TASK INSTRUCTIONS: Copy the passage on convulsive seizures from "Instead of the" up to and including "scar or clot.", swapping "alibi" for "explanation".

EXCERPTED PASSAGE:

So too, has the day arrived when we must throw out the concept of "demons," "disease," and "disgrace"; abandon the fruitless search for a specific "pathology" for a "normal reflex" mechanism, give up the fixed idea that the seizure is a "base," "horrible," "undesirable" manifestation, simply because we do not like to see it, do not understand it and often cannot control it. The observations and facts of the past 2000 years have never fitted into this prejudiced concept of a human affliction. On the "other side" there is an endless stream of evolutionary, symptomatic and physiological evidence to support the idea that a convulsive seizure is a primitive integrated "reaction of defense" for a purpose and as an emergency release mechanism, reverting back to a primitive motor pattern. To seek the reasons which require the playing of such an ace card, in the effort of defense of the brain would seem a more intelligent approach to therapy than the practice of medicinal "black-outs" to relieve our offended senses.
"To seek the reasons which require the playing of such an ace card in the effort of defense of the brain would seem a more intelligent approach to therapy than the practice of medicinal 'black-out' to relieve our offended senses". Here Dr. Fay anticipated by three decades the condemnation of the use of anticonvulsants by this body in 1971 referred to by Dr. LeWinn in his State of The World Organization for Human Potential address when this meeting opened two days ago. Unfortunately, in spite of the truth and clarity of these statements, Fay's words have otherwise been largely ignored.
Dr. Fay touches briefly on one familial factor as a possible cause of convulsions. In keeping with his entire view of the other side of a fit, it has to do with blood supply to the brain.
Instead of the family historical search extending back only to some convulsing ancestor, it should reach back to the evolutionary level when the pattern was developed, if it is necessary to create a satisfying alibi.
As pointed out in another presentation,(6) hereditary tendencies to reproduce small and inadequate cardiovascular systems offer a handicap and a threat to the brain from the circulatory standpoint. The basic physiological relationships may be altered by momentary stasis either from the insufficiency of a Stokes-Adams syndrome or in the direct presence of a brain tumor, scar or clot.
Dr. Fay refers here to another article entitled "Diagnosis in Convulsions", published in the American Journal of Surgery in April 1942. He sums up the present paper on The Other Side of A Fit as follows:
Finally, it seems more reasonable to accept the convulsive symptom complex as a "defense reflex," along with other similar integrated patterns like vomiting, laughing and the mechanism of labor than to view it as an affliction and a curse incited by some evil spirit or elusive pathology.
Whether or not this theory eventually finds support is of little consequence. What is needed today is a wider point of view and a substantial basis for removal of the disgrace and despair that in the past have surrounded recurrent convulsive seizures. It is high time that we took a look at "the other side of a fit."
It has been aptly said that every innovator begins as a minority of one. Innovation in ideas is often regarded as dissent, and by those who remain comfortable in what Lawrence Lessing has termed "the persistence of pernicious ideas", innovation is equated with heresy. Let it be noted that Temple Fay no longer stands as a minority of one, nor has he for nearly three decades. Although we are still a minority in this, as in other matters concerning human potential, we are a growing minority.
In the commencement address at Antioch College in 1859 Horace Mann, the great American educator said, "Be ashamed to die until you have won some victory for mankind." Temple Fay died in 1963 at the age of 68 years. Today we have celebrated one of his many victories for mankind through this rereading and review of his profound insight into The Other Side of a Fit.

DATASET RECORDS:

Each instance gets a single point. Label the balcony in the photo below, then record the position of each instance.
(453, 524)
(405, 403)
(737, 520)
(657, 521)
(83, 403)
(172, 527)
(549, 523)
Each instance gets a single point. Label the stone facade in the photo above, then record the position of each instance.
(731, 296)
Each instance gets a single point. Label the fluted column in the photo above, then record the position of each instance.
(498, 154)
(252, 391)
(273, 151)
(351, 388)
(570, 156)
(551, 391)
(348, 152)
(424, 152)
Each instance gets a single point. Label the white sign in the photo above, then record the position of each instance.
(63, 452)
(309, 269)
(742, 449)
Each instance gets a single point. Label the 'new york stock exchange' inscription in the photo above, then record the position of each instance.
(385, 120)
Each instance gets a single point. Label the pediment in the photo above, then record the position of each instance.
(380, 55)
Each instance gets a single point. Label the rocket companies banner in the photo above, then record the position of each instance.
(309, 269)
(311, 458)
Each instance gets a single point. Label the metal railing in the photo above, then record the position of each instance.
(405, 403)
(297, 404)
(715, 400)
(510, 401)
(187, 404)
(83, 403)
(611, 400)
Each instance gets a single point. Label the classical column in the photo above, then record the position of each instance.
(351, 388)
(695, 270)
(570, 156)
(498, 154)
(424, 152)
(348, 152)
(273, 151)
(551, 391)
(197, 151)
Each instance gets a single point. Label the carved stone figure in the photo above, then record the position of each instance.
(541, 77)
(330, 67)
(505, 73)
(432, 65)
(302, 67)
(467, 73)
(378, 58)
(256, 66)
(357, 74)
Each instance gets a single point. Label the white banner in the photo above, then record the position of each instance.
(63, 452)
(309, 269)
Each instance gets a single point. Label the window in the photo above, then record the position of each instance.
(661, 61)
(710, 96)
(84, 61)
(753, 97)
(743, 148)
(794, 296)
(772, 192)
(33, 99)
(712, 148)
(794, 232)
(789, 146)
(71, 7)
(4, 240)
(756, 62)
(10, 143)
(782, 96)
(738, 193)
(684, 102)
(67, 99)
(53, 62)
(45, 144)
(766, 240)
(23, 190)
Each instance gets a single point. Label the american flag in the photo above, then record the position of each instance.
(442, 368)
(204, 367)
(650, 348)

FINISHED EXERCISE:
Instead of the family historical search extending back only to some convulsing ancestor, it should reach back to the evolutionary level when the pattern was developed, if it is necessary to create a satisfying explanation.
As pointed out in another presentation,(6) hereditary tendencies to reproduce small and inadequate cardiovascular systems offer a handicap and a threat to the brain from the circulatory standpoint. The basic physiological relationships may be altered by momentary stasis either from the insufficiency of a Stokes-Adams syndrome or in the direct presence of a brain tumor, scar or clot.